■ **Exercise goal**:
Some lines in the entries contain the word "cable". Copy all of them.

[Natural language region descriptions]
*-*-*

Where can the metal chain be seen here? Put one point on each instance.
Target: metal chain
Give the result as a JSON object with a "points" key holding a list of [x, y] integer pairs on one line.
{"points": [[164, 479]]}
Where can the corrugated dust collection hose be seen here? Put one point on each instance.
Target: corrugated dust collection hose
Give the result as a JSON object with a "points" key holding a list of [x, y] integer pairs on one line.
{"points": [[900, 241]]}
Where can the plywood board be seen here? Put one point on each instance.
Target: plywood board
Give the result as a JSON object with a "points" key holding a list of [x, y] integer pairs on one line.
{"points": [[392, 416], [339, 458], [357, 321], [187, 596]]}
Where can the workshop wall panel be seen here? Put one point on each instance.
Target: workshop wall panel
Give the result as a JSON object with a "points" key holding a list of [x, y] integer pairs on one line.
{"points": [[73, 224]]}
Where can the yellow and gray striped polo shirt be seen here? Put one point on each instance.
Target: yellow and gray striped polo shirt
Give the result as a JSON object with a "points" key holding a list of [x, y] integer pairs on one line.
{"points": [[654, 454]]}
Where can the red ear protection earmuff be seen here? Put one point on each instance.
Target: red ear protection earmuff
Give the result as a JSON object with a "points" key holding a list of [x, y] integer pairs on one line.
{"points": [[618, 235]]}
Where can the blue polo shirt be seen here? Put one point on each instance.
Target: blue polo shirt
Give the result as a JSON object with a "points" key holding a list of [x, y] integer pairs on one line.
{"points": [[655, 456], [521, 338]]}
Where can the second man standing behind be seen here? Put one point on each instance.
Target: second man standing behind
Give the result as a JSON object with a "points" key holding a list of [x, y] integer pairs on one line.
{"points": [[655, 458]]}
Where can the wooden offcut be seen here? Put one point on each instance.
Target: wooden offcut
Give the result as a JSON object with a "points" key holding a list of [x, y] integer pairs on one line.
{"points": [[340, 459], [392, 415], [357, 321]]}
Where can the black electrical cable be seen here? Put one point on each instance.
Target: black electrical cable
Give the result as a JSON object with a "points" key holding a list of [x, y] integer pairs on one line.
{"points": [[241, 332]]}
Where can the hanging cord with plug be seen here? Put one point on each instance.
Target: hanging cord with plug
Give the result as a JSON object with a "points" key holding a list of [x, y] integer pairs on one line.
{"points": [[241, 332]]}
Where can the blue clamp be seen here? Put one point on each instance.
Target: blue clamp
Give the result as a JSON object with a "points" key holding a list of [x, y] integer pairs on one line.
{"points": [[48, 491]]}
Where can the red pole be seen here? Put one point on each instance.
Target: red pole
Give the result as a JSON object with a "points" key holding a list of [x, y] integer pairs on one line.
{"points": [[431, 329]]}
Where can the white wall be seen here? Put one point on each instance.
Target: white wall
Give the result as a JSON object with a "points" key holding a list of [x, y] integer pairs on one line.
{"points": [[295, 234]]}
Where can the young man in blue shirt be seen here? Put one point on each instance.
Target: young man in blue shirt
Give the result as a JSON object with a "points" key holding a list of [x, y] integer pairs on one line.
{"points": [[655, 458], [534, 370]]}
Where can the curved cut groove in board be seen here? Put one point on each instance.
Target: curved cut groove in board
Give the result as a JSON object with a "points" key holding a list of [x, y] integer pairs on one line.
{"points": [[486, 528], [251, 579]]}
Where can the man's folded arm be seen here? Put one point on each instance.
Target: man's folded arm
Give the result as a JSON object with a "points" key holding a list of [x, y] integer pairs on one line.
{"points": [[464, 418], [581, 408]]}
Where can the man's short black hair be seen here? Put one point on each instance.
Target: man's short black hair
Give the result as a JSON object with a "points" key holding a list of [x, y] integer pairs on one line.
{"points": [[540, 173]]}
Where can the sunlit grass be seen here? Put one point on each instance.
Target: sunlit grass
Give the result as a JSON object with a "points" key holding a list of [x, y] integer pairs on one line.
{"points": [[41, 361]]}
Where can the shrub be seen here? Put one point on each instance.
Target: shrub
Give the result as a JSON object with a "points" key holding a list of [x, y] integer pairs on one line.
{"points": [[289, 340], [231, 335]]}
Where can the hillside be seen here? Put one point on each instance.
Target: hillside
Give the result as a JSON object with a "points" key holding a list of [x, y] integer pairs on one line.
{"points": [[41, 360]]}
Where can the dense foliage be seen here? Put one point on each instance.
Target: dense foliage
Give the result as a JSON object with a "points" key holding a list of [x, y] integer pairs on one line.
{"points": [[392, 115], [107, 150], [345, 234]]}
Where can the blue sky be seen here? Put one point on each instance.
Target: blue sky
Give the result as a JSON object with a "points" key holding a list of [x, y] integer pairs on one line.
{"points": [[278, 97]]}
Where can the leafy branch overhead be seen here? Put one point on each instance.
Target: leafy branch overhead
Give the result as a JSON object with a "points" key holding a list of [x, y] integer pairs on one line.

*-*-*

■ **Reply to the exercise**:
Where can the black electrical cable be seen here? Put one point on each instance.
Target: black electrical cable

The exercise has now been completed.